»»
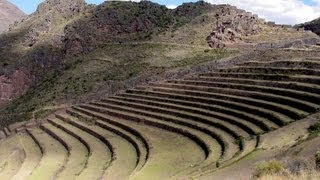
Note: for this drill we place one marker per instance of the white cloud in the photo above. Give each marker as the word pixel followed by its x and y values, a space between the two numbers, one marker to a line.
pixel 280 11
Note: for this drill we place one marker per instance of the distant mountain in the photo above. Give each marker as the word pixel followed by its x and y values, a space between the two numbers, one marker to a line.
pixel 9 13
pixel 314 26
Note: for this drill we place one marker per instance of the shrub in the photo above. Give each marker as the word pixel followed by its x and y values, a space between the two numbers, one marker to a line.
pixel 269 168
pixel 317 156
pixel 315 128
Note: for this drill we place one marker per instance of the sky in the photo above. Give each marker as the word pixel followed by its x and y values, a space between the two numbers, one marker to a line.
pixel 280 11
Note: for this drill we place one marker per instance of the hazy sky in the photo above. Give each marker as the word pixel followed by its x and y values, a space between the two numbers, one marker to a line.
pixel 281 11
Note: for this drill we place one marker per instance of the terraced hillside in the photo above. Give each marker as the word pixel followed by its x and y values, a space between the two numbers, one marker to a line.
pixel 173 129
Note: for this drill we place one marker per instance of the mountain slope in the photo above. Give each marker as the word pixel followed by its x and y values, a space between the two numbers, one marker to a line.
pixel 72 52
pixel 9 13
pixel 314 26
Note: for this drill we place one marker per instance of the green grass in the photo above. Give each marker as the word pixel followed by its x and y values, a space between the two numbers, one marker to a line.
pixel 269 168
pixel 314 129
pixel 104 70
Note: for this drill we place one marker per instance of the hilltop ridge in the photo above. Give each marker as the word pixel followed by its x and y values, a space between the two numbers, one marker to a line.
pixel 9 13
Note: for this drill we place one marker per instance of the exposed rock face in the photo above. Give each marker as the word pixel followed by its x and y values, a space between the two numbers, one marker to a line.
pixel 49 16
pixel 14 86
pixel 232 24
pixel 9 13
pixel 39 39
pixel 314 26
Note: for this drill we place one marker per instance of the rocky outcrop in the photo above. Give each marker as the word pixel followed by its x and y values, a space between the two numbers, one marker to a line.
pixel 14 86
pixel 231 25
pixel 9 13
pixel 49 20
pixel 313 26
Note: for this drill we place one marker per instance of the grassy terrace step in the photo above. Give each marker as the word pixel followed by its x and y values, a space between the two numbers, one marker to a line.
pixel 100 155
pixel 298 86
pixel 161 144
pixel 309 100
pixel 200 109
pixel 285 64
pixel 54 156
pixel 12 157
pixel 227 136
pixel 271 77
pixel 202 140
pixel 263 123
pixel 33 156
pixel 291 107
pixel 113 124
pixel 210 98
pixel 268 70
pixel 249 128
pixel 125 150
pixel 180 112
pixel 78 152
pixel 165 115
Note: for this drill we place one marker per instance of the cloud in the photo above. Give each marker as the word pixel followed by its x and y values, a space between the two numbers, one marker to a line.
pixel 280 11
««
Send back the data above word for word, with the pictures left out.

* **ANSWER TO THIS TASK**:
Note: for this drill we place one marker per instance of the white cloud in the photo above. Give each marker as the word pixel followed by its x and y values, a space between the two numbers, one marker to a line.
pixel 280 11
Note: for this drill we place one marker per instance of the distant mountain in the photo above. Give each marker as the word pixel followed by its x and y values, a space between the two numbers, one marker to a line.
pixel 9 13
pixel 314 26
Note: for this drill we place one marker per instance of the shrub in the photo above. Give each marker as the word pixel followed by its x and y values, a space between the two numbers, one marker to a line.
pixel 269 168
pixel 317 156
pixel 315 128
Note: for this drill we place one marker per instance of the sky in the photo above. Give each marker as the word pixel followed by its x and y values, a space between the two numbers, one marker to a line.
pixel 280 11
Note: for this drill we place one marker per instance of the hazy sky in the photo above. Give each marker as the word pixel followed by its x and y values, a space between the two numbers, one marker to a line.
pixel 281 11
Note: for this drill we place one marker per instance of the terraced hillside in the photo above. Give each marker as the word pixel followed by its x and y values, a space between the two numbers, one marker to a line.
pixel 173 129
Note: for this drill we place one marker per instance of the mountain slope in the photo above. Give each marker as the word pixel followed by its x and y values, a space between the two numbers, one marker to a line.
pixel 72 52
pixel 9 13
pixel 314 26
Note: for this drill we place one marker per instance of the green grass in the photo above. Give each marker as the word pixel followed by its x and y values, a space between the two numbers, one marker to a line.
pixel 269 168
pixel 314 129
pixel 104 70
Note: for this drill we place one marker per instance of the hilltop ridge in the photo above. Give each marker as the word pixel followed by its x and y values, a space between the two numbers, one marker to a line.
pixel 9 13
Note: for this drill we place one marker per instance of the exposed rock face in the photo above. Give each marker as the word pixel followed by its x and y values, a space between the two numbers, one marker to a line.
pixel 49 16
pixel 14 86
pixel 232 24
pixel 9 13
pixel 39 39
pixel 314 26
Note: for this drill we place one marker per instance of the rocky outcrop in the photo above. Give each marker as the word pixel followed by its x and y values, a space between the two numbers, one marker to a line.
pixel 14 86
pixel 231 25
pixel 9 13
pixel 49 20
pixel 313 26
Note: for this drill we place one marker per instance of the grassy terrace step in the photo above. Give each marker as the word pixel followed by its x and y values, a space between the two numbers, one marker to a line.
pixel 100 155
pixel 298 86
pixel 161 144
pixel 309 100
pixel 200 109
pixel 285 64
pixel 54 156
pixel 12 157
pixel 227 136
pixel 271 77
pixel 202 140
pixel 263 123
pixel 33 156
pixel 291 107
pixel 113 124
pixel 210 98
pixel 268 70
pixel 249 128
pixel 125 150
pixel 180 112
pixel 78 152
pixel 165 115
Note: for this drill we place one marker per instance of the cloud in the photo above. Give each marker as the word pixel followed by its x and y values, a space between the two numbers, one marker to a line.
pixel 280 11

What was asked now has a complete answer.